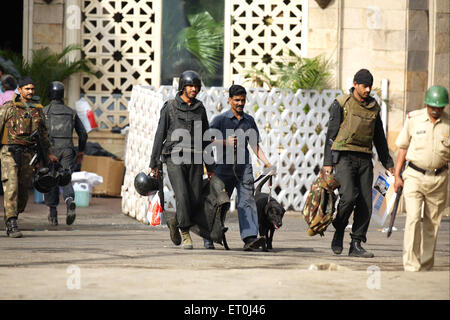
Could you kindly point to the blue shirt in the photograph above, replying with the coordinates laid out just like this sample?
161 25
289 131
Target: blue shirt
226 124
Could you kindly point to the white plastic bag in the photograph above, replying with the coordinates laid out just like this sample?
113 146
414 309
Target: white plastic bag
154 209
383 195
85 114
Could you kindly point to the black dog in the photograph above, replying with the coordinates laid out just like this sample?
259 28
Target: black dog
270 213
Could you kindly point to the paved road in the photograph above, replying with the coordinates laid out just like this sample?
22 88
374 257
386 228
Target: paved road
107 255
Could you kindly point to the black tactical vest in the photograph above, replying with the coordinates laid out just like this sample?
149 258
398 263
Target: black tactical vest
185 130
60 121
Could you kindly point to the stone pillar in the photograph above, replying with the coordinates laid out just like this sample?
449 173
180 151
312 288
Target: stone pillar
72 35
48 25
417 54
440 44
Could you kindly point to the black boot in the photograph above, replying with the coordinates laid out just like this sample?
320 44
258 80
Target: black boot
357 251
337 243
252 243
70 211
12 230
53 216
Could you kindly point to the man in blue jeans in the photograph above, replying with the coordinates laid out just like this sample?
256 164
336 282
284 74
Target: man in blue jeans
234 130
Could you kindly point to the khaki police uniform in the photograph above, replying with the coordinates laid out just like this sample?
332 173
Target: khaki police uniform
428 149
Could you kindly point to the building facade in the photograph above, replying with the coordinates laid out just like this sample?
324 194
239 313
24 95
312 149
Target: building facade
405 42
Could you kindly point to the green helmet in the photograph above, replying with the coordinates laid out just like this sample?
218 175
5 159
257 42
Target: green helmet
436 96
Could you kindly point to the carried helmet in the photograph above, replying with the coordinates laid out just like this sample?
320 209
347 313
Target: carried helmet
44 180
189 78
56 90
436 96
63 176
145 184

▶ **Problem description**: Print each of the records above exactly as written, leaving no picture in the copy.

▶ **Your solution**:
Could you kindly point to the blue shirt in the photograph above, replying with the coordinates laid out just like this sample?
161 25
289 131
Target: blue shirt
226 124
Could you kindly point to the white plastic bag in the photograph above, replying with the coordinates laid out just like this sample?
113 146
414 309
Target: white plastic bag
154 209
383 195
85 114
Could you kindly point to the black dog in the photograph above, replying with the coordinates laid out just like this sample?
259 28
Target: black dog
270 213
Could you kindly point to the paved road in the photograph above, replying with the coordinates laid out just like this sample?
22 88
374 257
386 228
Target: paved road
107 255
Could you kindly point to the black tactical vest in the photograph above, replying with the coordinates laid out just like this sample?
149 258
398 263
Target: black tactical vest
185 130
60 121
Could you kindly point to the stone pillar in the photograph above, replying with the coordinates laid out just like this sample?
449 173
180 151
312 288
Target: stone pillar
72 35
48 25
417 54
440 44
Could you kindly point to the black boot in the photograph above, replying with the coordinates laid out just like this sample?
320 44
258 80
Target: black boot
357 251
337 243
252 243
70 211
12 230
53 216
Could you kindly point to the man in blue jeans in the photograph above, replying with the coordinates laid out just like this sample?
256 164
336 282
284 74
Target: man in blue jeans
234 130
Could you kindly point to the khaki police uniform in the photograph above, replying with the coordinates laid out just like this sample?
332 173
Target: khaki police uniform
428 149
Could you kindly point to the building facade in the photograph above, replying with the coordinates laid out just like this sample?
324 194
239 313
24 95
312 149
Target: building facade
405 42
Could you kindly point to the green helmet in the photograph above, replying with the coordinates laid out just like this sample?
218 175
5 159
257 42
Target: green helmet
436 96
Could you kindly point to the carried helmet in the photograph above, replying with the coordinates laid out just like this sample?
320 209
347 313
Target: carried helmet
44 180
189 78
56 90
436 96
63 176
145 184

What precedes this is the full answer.